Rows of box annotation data

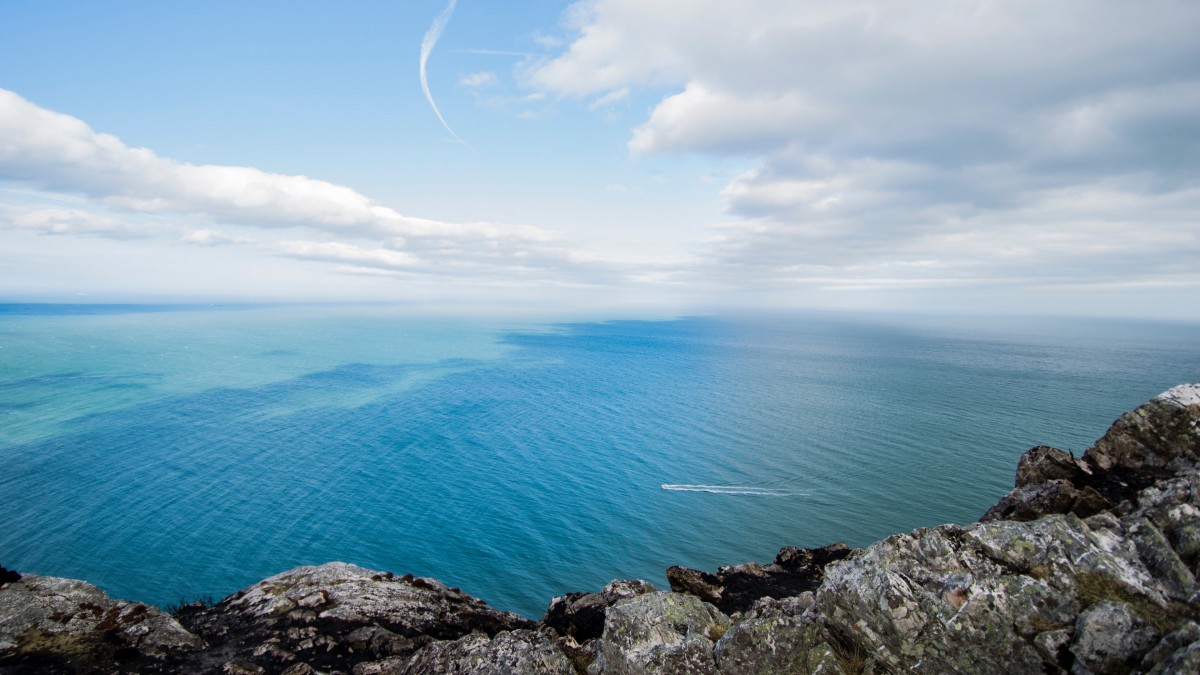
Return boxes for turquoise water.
[0,305,1200,616]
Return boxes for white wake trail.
[421,0,470,148]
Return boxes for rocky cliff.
[0,384,1200,675]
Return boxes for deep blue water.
[0,306,1200,616]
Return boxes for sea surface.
[0,305,1200,617]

# PROBLEM
Rewrite the lines of the records above as a JSON list of strings, one string per line, omitting blank lines and leaving out the pictures.

# FINAL RESULT
[
  "Return boxes for turquoise water.",
  "[0,305,1200,616]",
  "Return boxes for white wake trail.",
  "[421,0,470,148]",
  "Return boxes for rocky cliff.",
  "[0,384,1200,675]",
  "Return boxes for deep blue water.",
  "[0,306,1200,616]",
  "Return boxes for sea surface.",
  "[0,305,1200,617]"
]